→ **EXERCISE DESCRIPTION**: Your answer should hold only the lines from the one containing "Could you point out the forest" through the last line below, copied exactly; pictures stay out.
+ + + +
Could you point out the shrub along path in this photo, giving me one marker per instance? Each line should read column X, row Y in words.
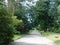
column 34, row 38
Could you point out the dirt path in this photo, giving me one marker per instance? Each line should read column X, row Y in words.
column 34, row 38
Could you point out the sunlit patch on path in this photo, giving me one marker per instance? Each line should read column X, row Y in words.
column 34, row 38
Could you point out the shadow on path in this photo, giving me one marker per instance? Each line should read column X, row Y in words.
column 23, row 43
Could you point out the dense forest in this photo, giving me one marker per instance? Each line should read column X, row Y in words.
column 21, row 16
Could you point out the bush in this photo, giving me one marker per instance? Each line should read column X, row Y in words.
column 6, row 27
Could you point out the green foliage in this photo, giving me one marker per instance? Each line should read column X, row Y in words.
column 47, row 19
column 6, row 27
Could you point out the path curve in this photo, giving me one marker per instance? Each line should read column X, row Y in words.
column 34, row 38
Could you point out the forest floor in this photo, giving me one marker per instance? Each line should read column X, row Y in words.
column 34, row 38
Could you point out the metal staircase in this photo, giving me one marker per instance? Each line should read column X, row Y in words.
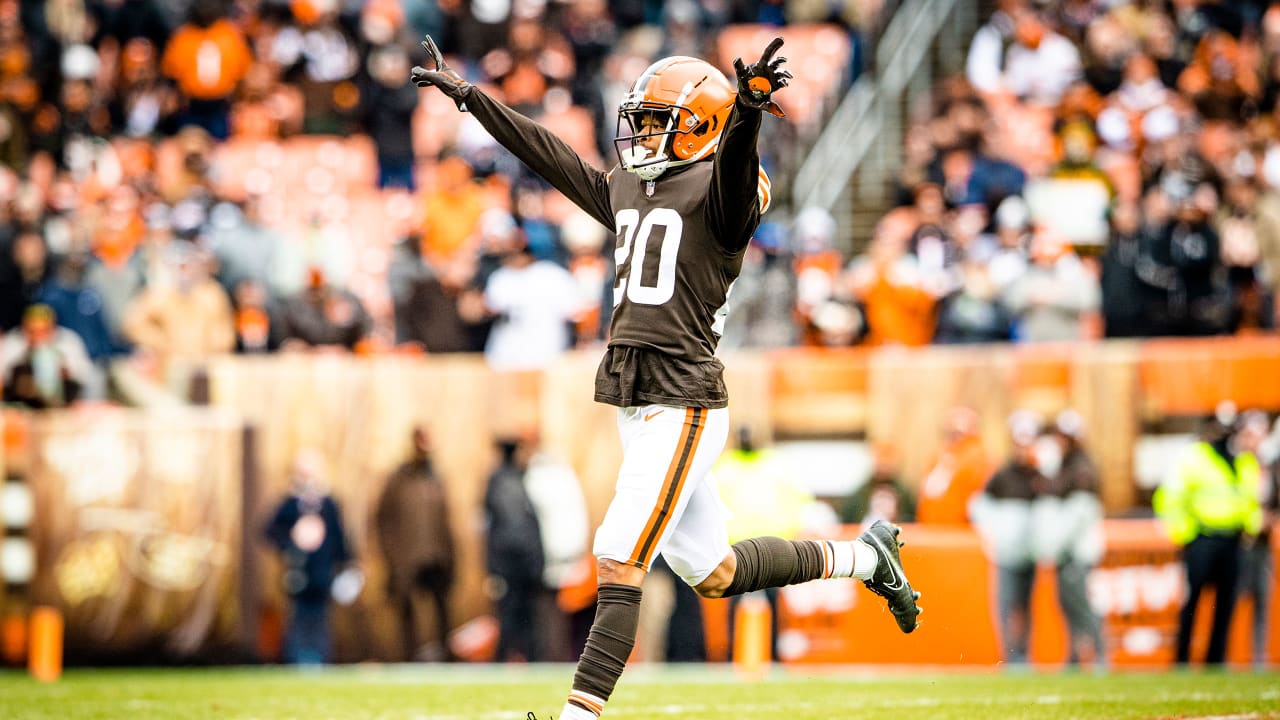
column 851, row 168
+ + + +
→ **TASK SOLUTION**:
Could you point out the forest floor in this photo, giving me one marker per instance? Each line should read column X, row Y in words.
column 34, row 38
Could you point out the metal staircase in this photo, giving me one marker per instance? Each line should read column X, row Y in words.
column 851, row 168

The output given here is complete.